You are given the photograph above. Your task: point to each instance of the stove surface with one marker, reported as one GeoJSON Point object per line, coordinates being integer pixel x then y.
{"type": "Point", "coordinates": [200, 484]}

..............................

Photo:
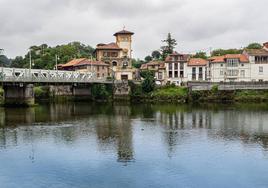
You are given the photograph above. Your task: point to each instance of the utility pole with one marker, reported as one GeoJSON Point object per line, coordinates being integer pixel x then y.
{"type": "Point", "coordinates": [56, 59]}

..............................

Return each line of the records above that contains the word "task", treating uppercase and lowercase letters as different.

SOLVED PROBLEM:
You are given the photograph above. Your task: point to each instance of the stove surface with one marker, reported as one GeoJSON Point object per line, coordinates being integer pixel x then y.
You are given the photograph above. Your task: point to each instance of the utility pole with one marker, reported as one GeoJSON Point object per line, coordinates being integer pixel x then y.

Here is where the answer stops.